Direction:
Your task is to reproduce exactly the lines from the line with "Task: pick out one point on every instance of the white" through the end of the records below.

Given records:
· · · ·

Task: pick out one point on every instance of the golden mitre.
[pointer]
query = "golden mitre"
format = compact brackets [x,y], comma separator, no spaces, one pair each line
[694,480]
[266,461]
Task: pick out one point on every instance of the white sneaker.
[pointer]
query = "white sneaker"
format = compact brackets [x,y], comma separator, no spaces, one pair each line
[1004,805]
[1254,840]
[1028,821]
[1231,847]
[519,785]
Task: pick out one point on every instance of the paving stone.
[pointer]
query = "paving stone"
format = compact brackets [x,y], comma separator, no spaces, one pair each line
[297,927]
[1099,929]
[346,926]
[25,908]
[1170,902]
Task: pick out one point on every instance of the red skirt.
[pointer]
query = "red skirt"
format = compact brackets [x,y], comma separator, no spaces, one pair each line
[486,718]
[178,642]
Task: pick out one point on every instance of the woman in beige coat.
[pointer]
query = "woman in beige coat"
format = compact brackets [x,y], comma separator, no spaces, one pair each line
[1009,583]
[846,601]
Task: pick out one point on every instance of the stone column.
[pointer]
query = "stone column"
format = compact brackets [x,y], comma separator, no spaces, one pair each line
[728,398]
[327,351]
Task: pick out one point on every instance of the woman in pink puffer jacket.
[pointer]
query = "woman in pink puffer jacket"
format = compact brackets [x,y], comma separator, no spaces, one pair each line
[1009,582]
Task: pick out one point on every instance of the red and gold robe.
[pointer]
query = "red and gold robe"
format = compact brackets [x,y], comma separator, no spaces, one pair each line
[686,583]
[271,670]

· · · ·

Exercise solution:
Task: pick out one point on every instance of the white sneaker.
[pointer]
query = "white sneaker"
format = compact brackets [x,y], comma separator, no spaces, one pair each line
[1004,805]
[1254,840]
[1028,821]
[1231,847]
[519,785]
Task: pick out one point on every instance of the paving stone.
[pointer]
query = "paving stone"
format = compact brackets [x,y], comma separator, no spaces, one pair each line
[297,927]
[1099,929]
[346,926]
[25,908]
[1170,902]
Task: pick out one point on every instance of the red skirt.
[pointer]
query = "red skirt"
format = compact brackets [x,y], comma separator, no spaces, one pair each line
[486,718]
[178,642]
Task: pick out one point on every instance of the woman in beige coat.
[pointer]
query = "woman in beige coat"
format = compact brackets [x,y], comma separator, no spaces, one pair each line
[1009,583]
[846,601]
Task: pick out one point on every instance of the stone column.
[pointer]
query = "stone column"
format = compact brackets [x,y], comma separator, no spaces, one pair each line
[728,398]
[327,351]
Task: pick out one point on every instance of the woman in pink puffer jacket.
[pointer]
query = "woman in pink puffer jacket"
format = compact brackets [x,y], comma separator, no spaces, one pair each line
[1009,582]
Task: pick out one point on every instance of the red and gold robe.
[pointer]
query = "red and gold robe"
format = compact brackets [x,y], comma separator, no spaces, one pair each line
[686,583]
[271,670]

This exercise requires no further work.